Dataset rows
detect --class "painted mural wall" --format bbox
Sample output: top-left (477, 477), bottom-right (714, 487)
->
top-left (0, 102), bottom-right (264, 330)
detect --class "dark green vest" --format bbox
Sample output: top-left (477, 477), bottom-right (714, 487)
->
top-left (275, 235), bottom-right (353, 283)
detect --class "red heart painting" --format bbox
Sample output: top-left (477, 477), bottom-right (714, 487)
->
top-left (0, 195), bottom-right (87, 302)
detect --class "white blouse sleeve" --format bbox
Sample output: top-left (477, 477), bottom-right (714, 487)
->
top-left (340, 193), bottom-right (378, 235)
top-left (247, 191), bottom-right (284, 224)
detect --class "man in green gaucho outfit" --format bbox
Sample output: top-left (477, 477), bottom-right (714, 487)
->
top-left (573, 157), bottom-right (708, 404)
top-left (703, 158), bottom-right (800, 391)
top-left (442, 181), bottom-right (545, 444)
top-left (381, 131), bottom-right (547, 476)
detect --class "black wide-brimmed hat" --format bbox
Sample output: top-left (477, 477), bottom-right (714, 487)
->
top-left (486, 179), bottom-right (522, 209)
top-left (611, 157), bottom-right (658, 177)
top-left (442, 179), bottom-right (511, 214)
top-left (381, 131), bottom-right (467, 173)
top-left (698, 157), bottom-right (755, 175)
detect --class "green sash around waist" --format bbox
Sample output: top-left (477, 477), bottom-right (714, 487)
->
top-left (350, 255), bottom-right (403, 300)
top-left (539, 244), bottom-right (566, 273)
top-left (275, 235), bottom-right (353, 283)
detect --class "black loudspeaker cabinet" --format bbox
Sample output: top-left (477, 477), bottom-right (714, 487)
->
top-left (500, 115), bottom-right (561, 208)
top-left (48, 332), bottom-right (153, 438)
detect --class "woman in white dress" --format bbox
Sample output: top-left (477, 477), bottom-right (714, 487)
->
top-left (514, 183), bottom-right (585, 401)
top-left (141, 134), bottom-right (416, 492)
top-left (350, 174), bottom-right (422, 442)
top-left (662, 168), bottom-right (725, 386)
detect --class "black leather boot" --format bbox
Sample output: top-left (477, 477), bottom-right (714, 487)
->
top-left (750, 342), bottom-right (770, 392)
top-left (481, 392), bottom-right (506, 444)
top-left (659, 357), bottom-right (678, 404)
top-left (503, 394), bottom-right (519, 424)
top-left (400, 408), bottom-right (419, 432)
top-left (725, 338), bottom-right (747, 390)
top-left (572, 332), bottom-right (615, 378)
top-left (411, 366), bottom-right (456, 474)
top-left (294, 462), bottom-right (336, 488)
* * *
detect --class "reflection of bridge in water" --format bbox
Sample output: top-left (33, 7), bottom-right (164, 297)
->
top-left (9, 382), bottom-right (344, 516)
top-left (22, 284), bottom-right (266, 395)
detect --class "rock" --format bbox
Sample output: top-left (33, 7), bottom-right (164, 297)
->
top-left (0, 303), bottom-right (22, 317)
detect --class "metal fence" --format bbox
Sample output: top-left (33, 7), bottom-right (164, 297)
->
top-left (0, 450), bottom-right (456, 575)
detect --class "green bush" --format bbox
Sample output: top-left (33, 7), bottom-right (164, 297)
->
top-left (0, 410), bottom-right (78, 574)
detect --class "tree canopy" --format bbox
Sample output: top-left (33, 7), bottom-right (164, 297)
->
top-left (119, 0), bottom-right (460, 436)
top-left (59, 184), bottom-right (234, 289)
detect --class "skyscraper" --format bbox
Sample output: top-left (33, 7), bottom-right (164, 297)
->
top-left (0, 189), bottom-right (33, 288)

- [The problem]
Render the lines of the listing above, from the line with "in green gaucho" up to and including the line with "top-left (381, 131), bottom-right (547, 476)", as a JSON list of strings with one string per line and blank lines omitted.

- [Output below]
[
  "detect --class \"man in green gaucho outfit\" --format bbox",
  "Sample output: top-left (477, 477), bottom-right (714, 487)",
  "->",
  "top-left (573, 157), bottom-right (708, 404)",
  "top-left (703, 158), bottom-right (800, 391)",
  "top-left (442, 181), bottom-right (545, 444)",
  "top-left (381, 131), bottom-right (547, 476)"
]